Copy out every line in the listing below that contains the word "forest".

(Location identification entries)
***
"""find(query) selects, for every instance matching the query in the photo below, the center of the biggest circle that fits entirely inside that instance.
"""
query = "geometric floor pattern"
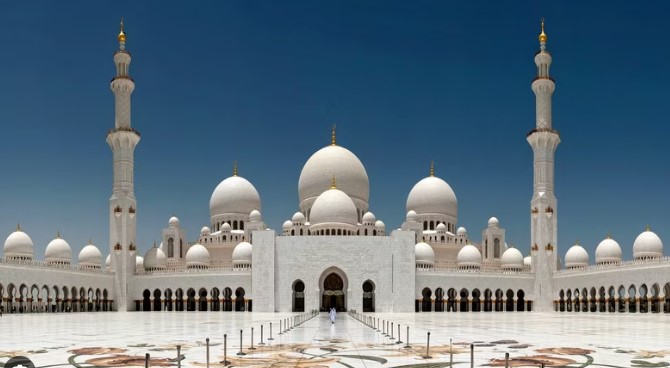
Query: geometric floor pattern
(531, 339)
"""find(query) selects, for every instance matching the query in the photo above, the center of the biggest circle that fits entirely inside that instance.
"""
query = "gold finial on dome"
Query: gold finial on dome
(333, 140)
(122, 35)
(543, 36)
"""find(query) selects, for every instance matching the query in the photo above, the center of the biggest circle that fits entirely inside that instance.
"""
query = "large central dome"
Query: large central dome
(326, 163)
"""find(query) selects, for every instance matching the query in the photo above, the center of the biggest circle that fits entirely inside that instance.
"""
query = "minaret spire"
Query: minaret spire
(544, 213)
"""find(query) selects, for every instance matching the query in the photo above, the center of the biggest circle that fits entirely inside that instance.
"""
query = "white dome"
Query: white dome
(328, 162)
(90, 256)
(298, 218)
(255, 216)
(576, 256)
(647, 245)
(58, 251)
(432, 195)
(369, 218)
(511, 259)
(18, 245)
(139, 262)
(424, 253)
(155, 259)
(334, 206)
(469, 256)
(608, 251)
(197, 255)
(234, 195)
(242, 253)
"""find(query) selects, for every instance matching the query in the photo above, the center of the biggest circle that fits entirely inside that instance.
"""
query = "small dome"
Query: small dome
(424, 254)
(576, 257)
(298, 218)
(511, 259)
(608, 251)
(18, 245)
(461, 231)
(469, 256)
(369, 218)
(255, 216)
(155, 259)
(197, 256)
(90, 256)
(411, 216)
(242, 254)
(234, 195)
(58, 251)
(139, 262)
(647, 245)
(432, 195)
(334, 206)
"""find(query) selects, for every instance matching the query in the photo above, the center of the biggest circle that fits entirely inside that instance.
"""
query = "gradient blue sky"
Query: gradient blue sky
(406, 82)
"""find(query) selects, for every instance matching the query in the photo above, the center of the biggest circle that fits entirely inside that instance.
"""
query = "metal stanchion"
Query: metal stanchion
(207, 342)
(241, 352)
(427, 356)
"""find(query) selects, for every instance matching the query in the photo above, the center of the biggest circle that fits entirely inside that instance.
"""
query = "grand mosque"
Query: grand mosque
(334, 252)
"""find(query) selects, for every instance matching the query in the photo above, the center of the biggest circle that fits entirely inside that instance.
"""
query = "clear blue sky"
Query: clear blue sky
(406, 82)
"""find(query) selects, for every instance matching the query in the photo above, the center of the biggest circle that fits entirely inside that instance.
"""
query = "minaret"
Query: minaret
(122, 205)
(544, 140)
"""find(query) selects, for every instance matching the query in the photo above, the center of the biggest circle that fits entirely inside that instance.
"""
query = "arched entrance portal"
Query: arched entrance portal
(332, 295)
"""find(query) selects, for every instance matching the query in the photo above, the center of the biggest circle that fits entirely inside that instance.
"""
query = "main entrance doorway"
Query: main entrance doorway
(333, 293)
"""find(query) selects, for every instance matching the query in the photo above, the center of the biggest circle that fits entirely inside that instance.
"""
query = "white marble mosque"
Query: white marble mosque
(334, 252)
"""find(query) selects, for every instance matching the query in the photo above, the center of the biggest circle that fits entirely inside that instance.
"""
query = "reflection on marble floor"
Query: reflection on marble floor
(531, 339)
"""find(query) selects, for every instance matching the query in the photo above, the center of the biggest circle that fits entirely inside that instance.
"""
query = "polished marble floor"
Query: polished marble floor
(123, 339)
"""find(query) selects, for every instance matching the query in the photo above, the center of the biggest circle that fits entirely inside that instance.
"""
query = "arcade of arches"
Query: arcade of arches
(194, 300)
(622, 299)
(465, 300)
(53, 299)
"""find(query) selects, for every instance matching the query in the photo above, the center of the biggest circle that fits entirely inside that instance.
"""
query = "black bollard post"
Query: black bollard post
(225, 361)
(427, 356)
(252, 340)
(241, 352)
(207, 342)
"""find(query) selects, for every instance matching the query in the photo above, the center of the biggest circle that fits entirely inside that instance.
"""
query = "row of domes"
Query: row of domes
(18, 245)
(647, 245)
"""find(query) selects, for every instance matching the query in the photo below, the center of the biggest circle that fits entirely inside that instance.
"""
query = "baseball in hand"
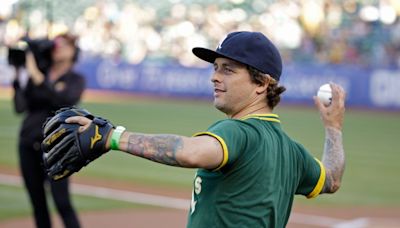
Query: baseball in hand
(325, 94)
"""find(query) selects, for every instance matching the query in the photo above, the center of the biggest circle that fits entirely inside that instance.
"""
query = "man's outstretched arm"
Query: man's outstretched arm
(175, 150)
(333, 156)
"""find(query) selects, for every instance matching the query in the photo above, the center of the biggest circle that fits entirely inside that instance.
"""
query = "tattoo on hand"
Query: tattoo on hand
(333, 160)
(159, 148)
***
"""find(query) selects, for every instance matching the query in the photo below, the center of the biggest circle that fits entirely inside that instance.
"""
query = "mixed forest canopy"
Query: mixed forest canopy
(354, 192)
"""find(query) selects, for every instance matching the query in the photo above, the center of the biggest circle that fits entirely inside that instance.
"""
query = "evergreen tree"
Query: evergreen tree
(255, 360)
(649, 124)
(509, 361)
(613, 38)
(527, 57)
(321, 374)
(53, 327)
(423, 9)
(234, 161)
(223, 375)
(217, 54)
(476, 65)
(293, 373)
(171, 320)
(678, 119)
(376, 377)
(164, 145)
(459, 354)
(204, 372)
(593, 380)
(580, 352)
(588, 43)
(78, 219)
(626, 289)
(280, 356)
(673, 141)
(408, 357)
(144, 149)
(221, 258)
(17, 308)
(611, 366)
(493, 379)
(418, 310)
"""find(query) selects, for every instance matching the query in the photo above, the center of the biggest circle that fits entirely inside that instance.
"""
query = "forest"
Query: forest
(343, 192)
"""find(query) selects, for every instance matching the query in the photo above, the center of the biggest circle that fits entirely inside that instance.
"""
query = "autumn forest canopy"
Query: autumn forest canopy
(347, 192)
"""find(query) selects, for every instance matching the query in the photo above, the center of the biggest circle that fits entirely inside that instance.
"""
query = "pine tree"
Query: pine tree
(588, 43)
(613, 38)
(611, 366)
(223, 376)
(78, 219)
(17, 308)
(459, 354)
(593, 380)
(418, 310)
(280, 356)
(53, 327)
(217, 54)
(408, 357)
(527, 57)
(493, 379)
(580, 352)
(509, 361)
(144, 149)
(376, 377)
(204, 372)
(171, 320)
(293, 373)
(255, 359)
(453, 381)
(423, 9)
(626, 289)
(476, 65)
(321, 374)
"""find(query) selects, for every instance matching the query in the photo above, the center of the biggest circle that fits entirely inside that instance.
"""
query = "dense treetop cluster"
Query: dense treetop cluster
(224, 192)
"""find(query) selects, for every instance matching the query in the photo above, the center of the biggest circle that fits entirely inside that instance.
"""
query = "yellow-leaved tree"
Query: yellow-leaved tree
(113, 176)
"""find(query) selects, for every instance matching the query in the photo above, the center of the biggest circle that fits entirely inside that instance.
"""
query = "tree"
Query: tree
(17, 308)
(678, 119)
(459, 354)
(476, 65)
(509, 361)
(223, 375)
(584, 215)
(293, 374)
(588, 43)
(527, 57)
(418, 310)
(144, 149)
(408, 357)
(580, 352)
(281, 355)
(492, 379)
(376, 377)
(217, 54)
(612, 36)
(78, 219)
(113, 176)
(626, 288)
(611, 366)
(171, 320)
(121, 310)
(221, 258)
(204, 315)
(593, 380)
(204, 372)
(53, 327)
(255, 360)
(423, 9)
***
### Finished exercise
query = "mixed forest canopy"
Query: mixed forest canopy
query = "forest"
Query: forest
query = "autumn forest canopy"
Query: autumn forest canopy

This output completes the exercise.